◆ What is being asked:
Every record below, from first to last, should be copied exactly; leave the pictures out.
Segment Start: Data for the task
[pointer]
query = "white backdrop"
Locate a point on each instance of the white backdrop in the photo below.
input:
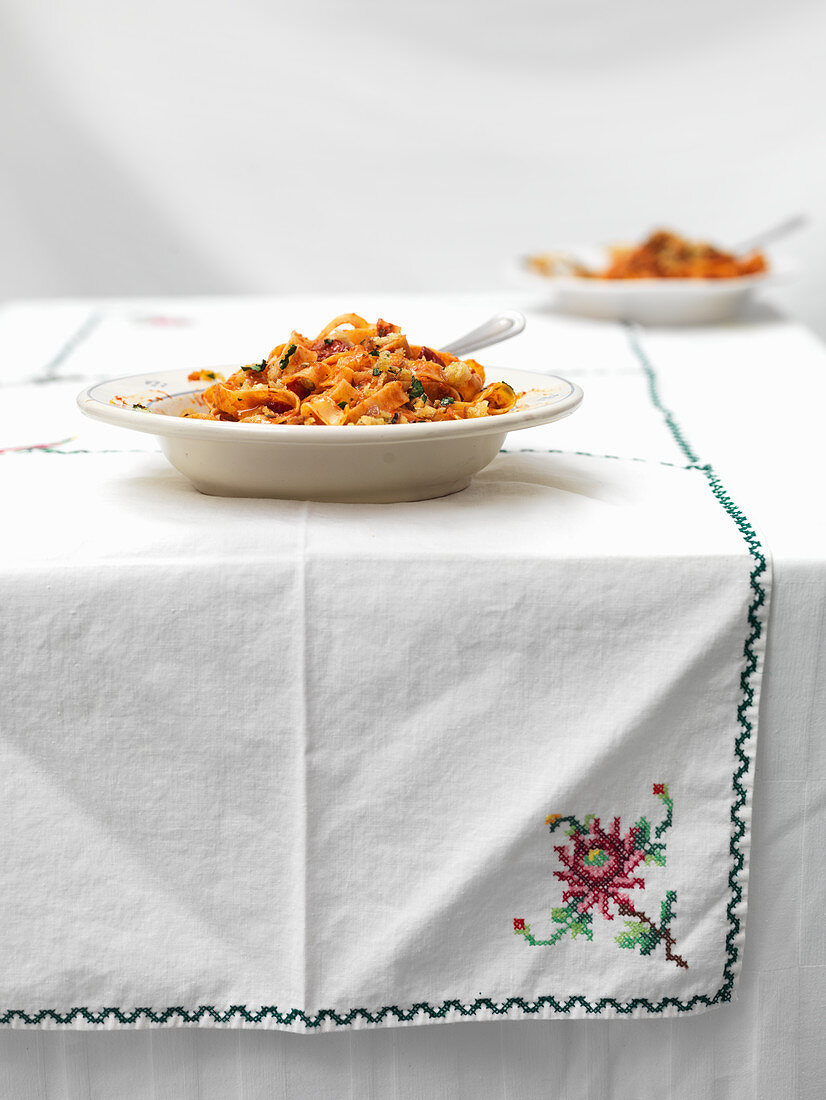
(240, 146)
Segment End: Data for the task
◆ Exercise solution:
[pointer]
query = "white backdrop"
Locate a point on each instance of the white backdrop in the photo below.
input:
(240, 146)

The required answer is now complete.